▶ [EXERCISE 1]:
In the equatorial electrojet text, what peak current strength results from integrating the current density at about 110 km height?
▶ [EXERCISE 2]:
Continue the text on the equatorial electrojet after its last sentence.

▶ [DOCUMENT SECTION]:
--------

Movie of the variation of the geomagnetic field at the surface of the Earth due to the ionospheric current systems. The equatorial intensification of the magnetic field is due to the EEJ. The movie was generated using a geomagnetic field model (CM4). UT = Universal Time; nT = nanotesla.

== Causes ==
The explanation for the existence of the equatorial electrojet lies with the anisotropic nature of ionospheric electrical conductivity and a process of self-reinforcement. Global-scale ionospheric circulation establishes an Sq (solar quiet) current system in the E region of the Earth's ionosphere (100–130 km altitude), and a primary eastwards electric field near the day-side magnetic equator, where the magnetic field is horizontal and northwards. This electric field gives a primary eastwards Pedersen current. E cross B drift results in a downwards Hall current, sustaining vertical charge separation across the depth of the ionosphere, giving an upward secondary electric field and a secondary Pedersen current that is opposite to the primary Hall current. A secondary Hall current then reinforces the original Pedersen current. At about 110 km height, the integration of the current density gives a peak current strength of about 100 kA, which supports a day-side electrojet magnetic-field enhancement of a factor of two or so.

== Lunar tide ==
As the position of the Sun, Moon, and Earth changes, so does the strength of the lunar tidal forces. Two spring tides occur each lunar month when the sun, moon, and earth are aligned to produce a strong lunar tidal force. Likewise, two neap tides occur when the sun and moon are adjacent to one another to produce weak lunar tidal forces. The equatorial electrojet (EEJ) has an abnormally large amplitude of variations in the horizontal components due to the strength of the lunar tides. The lunar tide varies as described above and is changed by the gravitational attraction between the Moon and Earth. Because of this, the pressure and temperature of the lower atmosphere vary, and the effects propagate upward in a tidal waveform to the E region and modulate the electrodynamics.

--------

▶ [RECORDS PROVIDED]:

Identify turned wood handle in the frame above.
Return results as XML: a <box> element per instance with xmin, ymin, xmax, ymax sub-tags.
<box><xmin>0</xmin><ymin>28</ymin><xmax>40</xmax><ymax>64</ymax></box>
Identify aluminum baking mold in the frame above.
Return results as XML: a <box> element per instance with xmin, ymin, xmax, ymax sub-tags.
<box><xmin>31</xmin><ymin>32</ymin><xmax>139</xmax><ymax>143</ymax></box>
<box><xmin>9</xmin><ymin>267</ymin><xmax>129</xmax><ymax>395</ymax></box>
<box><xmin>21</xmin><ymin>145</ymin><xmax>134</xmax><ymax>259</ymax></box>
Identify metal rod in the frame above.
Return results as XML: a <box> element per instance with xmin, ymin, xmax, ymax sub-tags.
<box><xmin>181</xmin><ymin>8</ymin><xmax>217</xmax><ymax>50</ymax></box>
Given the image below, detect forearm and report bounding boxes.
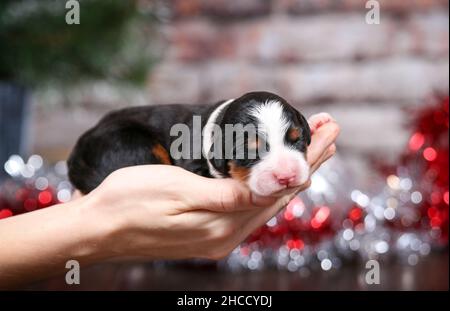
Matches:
[0,197,108,288]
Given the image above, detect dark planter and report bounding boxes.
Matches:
[0,82,30,182]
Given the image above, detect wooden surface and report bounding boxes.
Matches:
[27,250,449,290]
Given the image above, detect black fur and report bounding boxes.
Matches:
[68,92,310,193]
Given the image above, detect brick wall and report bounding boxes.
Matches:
[35,0,449,185]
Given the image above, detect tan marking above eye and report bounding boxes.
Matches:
[152,144,172,165]
[288,127,300,141]
[228,161,250,182]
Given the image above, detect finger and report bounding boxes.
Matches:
[197,178,277,212]
[307,122,339,166]
[310,144,336,175]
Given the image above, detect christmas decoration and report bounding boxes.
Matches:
[0,97,449,276]
[221,97,449,275]
[0,155,73,219]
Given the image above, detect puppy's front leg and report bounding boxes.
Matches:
[308,112,335,134]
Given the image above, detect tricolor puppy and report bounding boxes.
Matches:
[68,92,329,195]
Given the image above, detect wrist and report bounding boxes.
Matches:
[67,194,115,263]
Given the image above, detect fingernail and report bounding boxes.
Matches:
[252,193,276,206]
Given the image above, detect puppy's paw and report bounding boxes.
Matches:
[308,112,335,134]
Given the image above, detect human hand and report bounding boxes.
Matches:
[85,119,339,259]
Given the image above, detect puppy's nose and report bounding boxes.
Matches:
[274,173,296,186]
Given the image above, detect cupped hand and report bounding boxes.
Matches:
[88,120,339,259]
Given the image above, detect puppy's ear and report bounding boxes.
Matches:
[295,110,311,146]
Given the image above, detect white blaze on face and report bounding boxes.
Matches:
[248,101,309,195]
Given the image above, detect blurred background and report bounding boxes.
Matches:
[0,0,449,290]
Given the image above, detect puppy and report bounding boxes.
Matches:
[68,92,330,196]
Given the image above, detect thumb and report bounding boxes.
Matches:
[204,178,277,212]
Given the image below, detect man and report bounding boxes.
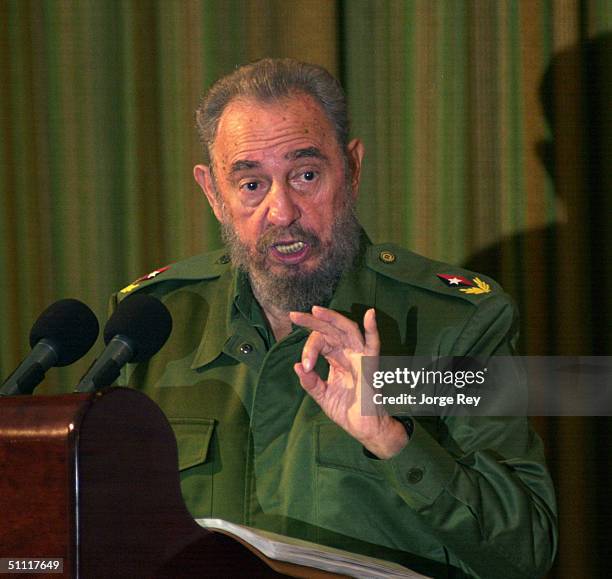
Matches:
[113,59,556,577]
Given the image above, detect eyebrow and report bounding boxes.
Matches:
[285,147,327,161]
[230,159,261,175]
[230,147,327,175]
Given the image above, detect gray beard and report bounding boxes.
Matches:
[221,203,361,312]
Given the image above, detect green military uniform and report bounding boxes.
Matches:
[116,241,556,578]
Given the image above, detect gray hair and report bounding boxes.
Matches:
[196,58,349,161]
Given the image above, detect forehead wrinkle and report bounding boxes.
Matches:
[221,133,327,169]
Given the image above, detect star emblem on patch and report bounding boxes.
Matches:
[436,273,474,287]
[119,265,170,294]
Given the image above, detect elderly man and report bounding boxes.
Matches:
[117,59,556,577]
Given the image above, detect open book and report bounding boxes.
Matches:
[196,519,425,579]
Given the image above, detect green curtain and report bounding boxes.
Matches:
[0,0,612,577]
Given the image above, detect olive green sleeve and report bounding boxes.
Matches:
[372,296,557,578]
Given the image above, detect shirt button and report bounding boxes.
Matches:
[406,468,423,485]
[378,251,397,263]
[240,342,253,354]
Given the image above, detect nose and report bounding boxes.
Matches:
[268,183,300,227]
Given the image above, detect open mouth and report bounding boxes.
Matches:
[270,241,310,263]
[273,241,306,255]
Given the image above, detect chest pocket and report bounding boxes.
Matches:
[169,418,216,517]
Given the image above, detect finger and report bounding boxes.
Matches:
[302,331,351,372]
[312,306,364,350]
[363,308,380,356]
[289,312,345,344]
[293,363,327,404]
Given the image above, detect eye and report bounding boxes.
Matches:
[240,181,259,192]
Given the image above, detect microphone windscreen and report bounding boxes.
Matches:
[30,299,100,366]
[104,294,172,362]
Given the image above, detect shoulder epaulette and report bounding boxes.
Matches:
[118,249,230,299]
[366,243,503,302]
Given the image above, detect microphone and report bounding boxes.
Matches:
[0,299,100,396]
[75,294,172,392]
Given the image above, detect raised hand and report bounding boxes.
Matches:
[289,306,408,458]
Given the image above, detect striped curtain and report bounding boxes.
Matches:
[0,0,612,577]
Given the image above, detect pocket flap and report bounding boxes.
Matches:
[169,418,215,470]
[316,422,382,478]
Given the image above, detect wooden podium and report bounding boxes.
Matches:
[0,388,298,579]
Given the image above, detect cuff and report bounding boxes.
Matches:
[369,420,458,509]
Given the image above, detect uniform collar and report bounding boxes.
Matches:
[191,268,237,370]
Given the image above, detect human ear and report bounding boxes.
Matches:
[346,139,365,199]
[193,165,223,222]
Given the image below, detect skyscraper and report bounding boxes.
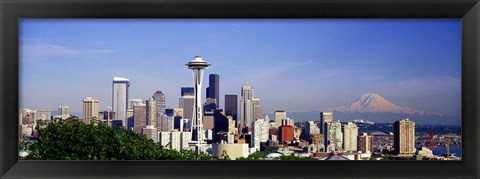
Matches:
[343,122,358,151]
[83,97,98,124]
[207,74,220,108]
[225,94,238,124]
[146,98,157,127]
[128,98,143,109]
[240,84,253,127]
[358,133,373,153]
[180,87,194,96]
[252,98,262,121]
[186,56,210,153]
[273,110,287,128]
[178,95,195,119]
[58,106,70,119]
[133,103,147,134]
[252,119,268,151]
[324,121,343,151]
[112,77,130,128]
[153,91,166,114]
[320,112,333,134]
[393,118,415,157]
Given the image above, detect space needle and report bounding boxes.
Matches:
[185,55,210,153]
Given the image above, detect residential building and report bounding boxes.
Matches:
[393,118,416,157]
[320,112,333,134]
[273,110,287,128]
[252,119,269,151]
[82,97,99,124]
[225,94,239,124]
[358,132,373,153]
[343,122,358,152]
[133,103,147,134]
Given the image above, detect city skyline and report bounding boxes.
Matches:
[20,19,461,118]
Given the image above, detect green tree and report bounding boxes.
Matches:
[27,116,216,160]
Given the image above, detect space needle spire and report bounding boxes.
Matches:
[185,55,210,153]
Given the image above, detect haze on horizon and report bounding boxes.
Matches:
[20,19,461,120]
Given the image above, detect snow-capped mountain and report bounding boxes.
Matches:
[328,93,429,115]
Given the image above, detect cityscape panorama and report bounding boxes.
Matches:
[18,19,462,161]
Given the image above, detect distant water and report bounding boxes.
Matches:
[432,147,462,157]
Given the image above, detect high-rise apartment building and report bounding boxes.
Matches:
[273,110,287,128]
[239,84,262,128]
[393,118,415,157]
[133,103,147,134]
[343,122,358,151]
[83,97,99,124]
[35,108,50,124]
[145,98,157,127]
[203,98,217,113]
[323,121,343,152]
[153,91,166,114]
[302,121,320,143]
[225,94,238,124]
[240,84,253,127]
[180,87,194,96]
[252,98,263,120]
[178,95,195,119]
[358,133,373,153]
[127,109,135,131]
[252,119,269,151]
[207,74,220,108]
[320,112,333,134]
[278,125,294,144]
[128,98,143,109]
[112,77,130,128]
[58,106,70,119]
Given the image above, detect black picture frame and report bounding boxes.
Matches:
[0,0,480,179]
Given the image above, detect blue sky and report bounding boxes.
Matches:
[20,19,461,115]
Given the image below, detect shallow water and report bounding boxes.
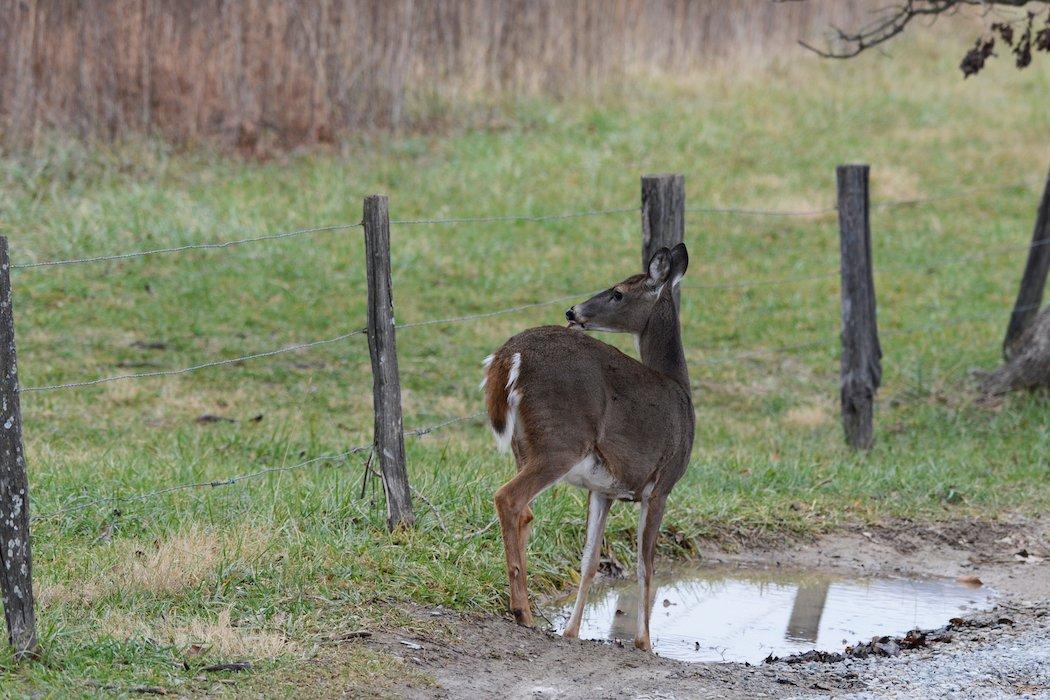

--------

▶ [RESPONSE AREA 1]:
About 100 kA.

▶ [RESPONSE AREA 2]:
== Studies of the EEJ from satellite and ground magnetic data ==
The EEJ phenomenon was first identified using geomagnetic data. The amplitude of the daily variation of the horizontal magnetic intensity (ΔH) measured at a geomagnetic observatory near the dip-equator is 3–5 fold higher than the variation of data from other regions of Earth. Typical diurnal equatorial observatory data show a peak of strength ~80 nT at 12:00 LT, with respect to the night-time level. Egedal (1947) showed that the enhancement of quiet day solar daily variations in ΔH (Sq(H)) lay within the 50-degree latitude centered on the dip equator. The mechanism that produced the variation in the magnetic field was proposed as a band of current about 300 km in width flowing over the dip equator.

EEJ studies from satellite data were initiated with the arrival of data from the POGO (Polar Orbiting Geophysical Observatory) series of satellites (1965–1970). The characteristic signature of the EEJ is a sharp negative V-shaped curve in the $\Delta$H field, attaining its minimum within 0.5° of the magnetic dip equator. The magnetic data from satellite missions like Ørsted (1999–present) and CHAMP (2000–present) have vastly improved knowledge of the EEJ.

Recent studies have focused on the lunar-solar interaction of the EEJ. It was demonstrated that complexity is introduced into the EEJ due to the interaction between lunar tide variability in the equatorial electric field and solar-driven variability in the E-region conductivity.